• [REQUIREMENT]:
Give the data again exactly as written, skipping any pictures.

** begin DATA LINES **

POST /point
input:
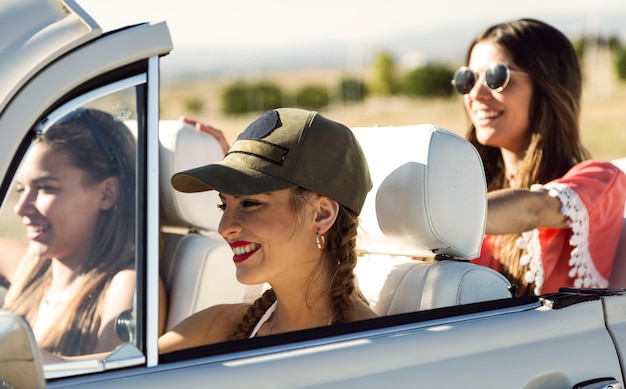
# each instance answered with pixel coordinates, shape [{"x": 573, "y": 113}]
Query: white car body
[{"x": 56, "y": 58}]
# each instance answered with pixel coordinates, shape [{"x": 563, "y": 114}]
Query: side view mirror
[{"x": 20, "y": 360}]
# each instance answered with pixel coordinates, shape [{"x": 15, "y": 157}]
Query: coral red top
[{"x": 592, "y": 195}]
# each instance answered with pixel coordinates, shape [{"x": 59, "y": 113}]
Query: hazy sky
[
  {"x": 249, "y": 23},
  {"x": 284, "y": 28}
]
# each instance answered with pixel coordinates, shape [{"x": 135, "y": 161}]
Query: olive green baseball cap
[{"x": 285, "y": 148}]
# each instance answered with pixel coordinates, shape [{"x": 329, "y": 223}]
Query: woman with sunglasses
[
  {"x": 554, "y": 215},
  {"x": 77, "y": 202}
]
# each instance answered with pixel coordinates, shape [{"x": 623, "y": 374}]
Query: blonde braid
[
  {"x": 254, "y": 314},
  {"x": 341, "y": 252}
]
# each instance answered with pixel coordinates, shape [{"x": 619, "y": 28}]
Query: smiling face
[
  {"x": 501, "y": 118},
  {"x": 271, "y": 241},
  {"x": 57, "y": 205}
]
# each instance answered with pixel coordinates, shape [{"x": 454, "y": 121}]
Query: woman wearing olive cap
[{"x": 291, "y": 186}]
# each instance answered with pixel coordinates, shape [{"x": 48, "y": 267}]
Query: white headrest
[
  {"x": 429, "y": 195},
  {"x": 183, "y": 147}
]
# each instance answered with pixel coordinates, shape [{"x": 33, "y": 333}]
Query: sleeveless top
[{"x": 266, "y": 316}]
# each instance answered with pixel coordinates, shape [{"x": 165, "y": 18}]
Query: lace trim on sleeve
[{"x": 582, "y": 268}]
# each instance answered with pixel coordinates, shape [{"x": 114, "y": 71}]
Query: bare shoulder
[
  {"x": 361, "y": 311},
  {"x": 211, "y": 325}
]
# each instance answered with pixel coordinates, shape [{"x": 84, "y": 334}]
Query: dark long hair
[
  {"x": 550, "y": 60},
  {"x": 102, "y": 147}
]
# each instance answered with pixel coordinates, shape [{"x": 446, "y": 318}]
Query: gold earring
[{"x": 320, "y": 240}]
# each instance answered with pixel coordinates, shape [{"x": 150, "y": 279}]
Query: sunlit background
[{"x": 293, "y": 45}]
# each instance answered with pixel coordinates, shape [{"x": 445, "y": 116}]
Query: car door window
[{"x": 72, "y": 211}]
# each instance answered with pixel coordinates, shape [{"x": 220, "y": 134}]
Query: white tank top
[{"x": 266, "y": 316}]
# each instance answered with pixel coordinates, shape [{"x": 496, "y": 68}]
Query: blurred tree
[
  {"x": 620, "y": 63},
  {"x": 384, "y": 79},
  {"x": 235, "y": 99},
  {"x": 194, "y": 105},
  {"x": 240, "y": 97},
  {"x": 312, "y": 97},
  {"x": 431, "y": 80},
  {"x": 351, "y": 90},
  {"x": 268, "y": 96}
]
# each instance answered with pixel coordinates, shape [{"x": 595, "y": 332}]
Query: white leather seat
[
  {"x": 428, "y": 197},
  {"x": 196, "y": 264},
  {"x": 618, "y": 274},
  {"x": 429, "y": 200}
]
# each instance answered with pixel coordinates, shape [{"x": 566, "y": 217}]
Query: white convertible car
[{"x": 443, "y": 322}]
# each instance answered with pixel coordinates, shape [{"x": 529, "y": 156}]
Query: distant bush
[
  {"x": 312, "y": 97},
  {"x": 620, "y": 63},
  {"x": 240, "y": 97},
  {"x": 384, "y": 81},
  {"x": 431, "y": 80},
  {"x": 351, "y": 90},
  {"x": 194, "y": 105}
]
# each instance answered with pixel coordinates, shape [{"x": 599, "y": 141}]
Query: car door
[{"x": 59, "y": 61}]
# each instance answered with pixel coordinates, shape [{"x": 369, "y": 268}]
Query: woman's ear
[
  {"x": 327, "y": 211},
  {"x": 110, "y": 192}
]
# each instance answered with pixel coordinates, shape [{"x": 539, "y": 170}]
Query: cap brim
[{"x": 228, "y": 178}]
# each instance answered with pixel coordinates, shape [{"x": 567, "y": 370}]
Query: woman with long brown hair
[
  {"x": 77, "y": 202},
  {"x": 554, "y": 215}
]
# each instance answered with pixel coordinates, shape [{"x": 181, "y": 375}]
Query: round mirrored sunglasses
[{"x": 497, "y": 77}]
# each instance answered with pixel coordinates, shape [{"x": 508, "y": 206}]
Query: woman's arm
[
  {"x": 119, "y": 297},
  {"x": 211, "y": 325},
  {"x": 518, "y": 210}
]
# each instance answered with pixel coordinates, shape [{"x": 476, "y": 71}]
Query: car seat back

** end DATA LINES **

• [ANSWER TO THE TASK]:
POST /point
input:
# each instance answered with pixel coordinates, shape [{"x": 573, "y": 113}]
Query: white car body
[{"x": 56, "y": 58}]
# each instance answered with pixel coordinates, shape [{"x": 563, "y": 114}]
Query: side view mirror
[{"x": 20, "y": 360}]
# each instance answered with pixel coordinates, shape [{"x": 15, "y": 157}]
Query: coral red top
[{"x": 592, "y": 195}]
# each instance answered with pixel coordinates, shape [{"x": 59, "y": 113}]
Query: hazy sky
[
  {"x": 249, "y": 23},
  {"x": 284, "y": 28}
]
# each instance answered with pixel coordinates, shape [{"x": 135, "y": 161}]
Query: olive green baseball cap
[{"x": 285, "y": 148}]
# each instance answered with pixel coordinates, shape [{"x": 329, "y": 223}]
Query: woman with sunglasses
[
  {"x": 554, "y": 215},
  {"x": 77, "y": 202}
]
# each instance answered with pixel coordinates, shape [{"x": 623, "y": 374}]
Query: blonde braid
[
  {"x": 254, "y": 314},
  {"x": 341, "y": 252}
]
# each instance answered with pixel coordinates, shape [{"x": 619, "y": 28}]
Query: smiling face
[
  {"x": 501, "y": 118},
  {"x": 271, "y": 241},
  {"x": 57, "y": 205}
]
# each instance answered with pixel coordinates, shape [{"x": 454, "y": 121}]
Query: woman wearing olive cap
[{"x": 291, "y": 186}]
# each instance answered with pixel coordinates, shape [{"x": 48, "y": 267}]
Query: white headrest
[
  {"x": 429, "y": 195},
  {"x": 183, "y": 147}
]
# each instance answered with pixel coordinates, shape [{"x": 33, "y": 333}]
Query: sleeveless top
[{"x": 266, "y": 316}]
# each instance answered with pixel coordinates, shape [{"x": 165, "y": 18}]
Query: lace trim on sleeve
[{"x": 582, "y": 268}]
# each instance answered with pixel coordinates, shape [{"x": 114, "y": 71}]
Query: bare shoulder
[
  {"x": 361, "y": 311},
  {"x": 211, "y": 325}
]
# each instance answered with pixel coordinates, shape [{"x": 84, "y": 334}]
Query: dark long hair
[
  {"x": 550, "y": 60},
  {"x": 102, "y": 147}
]
# each instance answered with pixel coordinates, shape [{"x": 446, "y": 318}]
Query: gold earring
[{"x": 320, "y": 240}]
# each instance answered with pixel coordinates, shape [{"x": 150, "y": 279}]
Query: sunlit background
[{"x": 293, "y": 45}]
# each instance answered with pixel coordinates, shape [{"x": 445, "y": 116}]
Query: car door window
[{"x": 72, "y": 211}]
# each instance answered with pixel coordinates, shape [{"x": 220, "y": 134}]
Query: white tank top
[{"x": 266, "y": 316}]
# each instance answered with pixel coordinates, shape [{"x": 496, "y": 68}]
Query: blurred tree
[
  {"x": 620, "y": 63},
  {"x": 384, "y": 79},
  {"x": 235, "y": 99},
  {"x": 194, "y": 105},
  {"x": 240, "y": 97},
  {"x": 312, "y": 97},
  {"x": 431, "y": 80},
  {"x": 351, "y": 90},
  {"x": 268, "y": 96}
]
# each instance answered with pixel coordinates, shape [{"x": 595, "y": 332}]
Query: white leather seat
[
  {"x": 428, "y": 197},
  {"x": 196, "y": 264},
  {"x": 618, "y": 274},
  {"x": 429, "y": 200}
]
# each instance answered with pixel coordinates, shape [{"x": 566, "y": 217}]
Query: white convertible car
[{"x": 443, "y": 322}]
# each instance answered with pixel coordinates, shape [{"x": 529, "y": 156}]
Query: distant bush
[
  {"x": 312, "y": 97},
  {"x": 620, "y": 63},
  {"x": 240, "y": 97},
  {"x": 384, "y": 81},
  {"x": 431, "y": 80},
  {"x": 351, "y": 90},
  {"x": 194, "y": 105}
]
# each instance answered with pixel coordinates, shape [{"x": 599, "y": 141}]
Query: car door
[{"x": 59, "y": 61}]
# each instance answered with pixel coordinates, shape [{"x": 369, "y": 268}]
Query: woman's ear
[
  {"x": 327, "y": 211},
  {"x": 110, "y": 192}
]
# each instance answered with pixel coordinates, shape [{"x": 539, "y": 170}]
Query: cap brim
[{"x": 228, "y": 178}]
# each instance answered with pixel coordinates, shape [{"x": 567, "y": 370}]
Query: woman with long brown hair
[
  {"x": 77, "y": 202},
  {"x": 554, "y": 215}
]
# each instance answered with pixel coordinates, shape [{"x": 181, "y": 375}]
Query: round mirrored sunglasses
[{"x": 497, "y": 77}]
# each instance answered with pixel coordinates, shape [{"x": 508, "y": 206}]
Query: woman's arm
[
  {"x": 119, "y": 297},
  {"x": 211, "y": 325},
  {"x": 518, "y": 210}
]
# each instance answered with pixel coordinates, shape [{"x": 476, "y": 71}]
Query: car seat back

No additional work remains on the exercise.